=== Work required ===
Please filter the data below down to the lines holding the string "instance".

=== Stored records ===
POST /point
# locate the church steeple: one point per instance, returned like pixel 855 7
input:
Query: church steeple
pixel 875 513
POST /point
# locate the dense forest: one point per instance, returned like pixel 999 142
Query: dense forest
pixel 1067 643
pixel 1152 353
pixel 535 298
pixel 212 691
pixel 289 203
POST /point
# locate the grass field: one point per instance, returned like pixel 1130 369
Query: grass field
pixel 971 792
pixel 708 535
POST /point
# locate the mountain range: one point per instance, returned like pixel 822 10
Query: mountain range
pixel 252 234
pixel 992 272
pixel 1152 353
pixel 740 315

=== Task output ===
# locate the church steeple: one point per instance, returned like pixel 855 7
# locate the dense forest: one point per instance, returned like pixel 999 142
# locate the grass field: one point per instance, returned like pixel 1130 369
# locate the mountain range: one point per instance, returned like pixel 822 10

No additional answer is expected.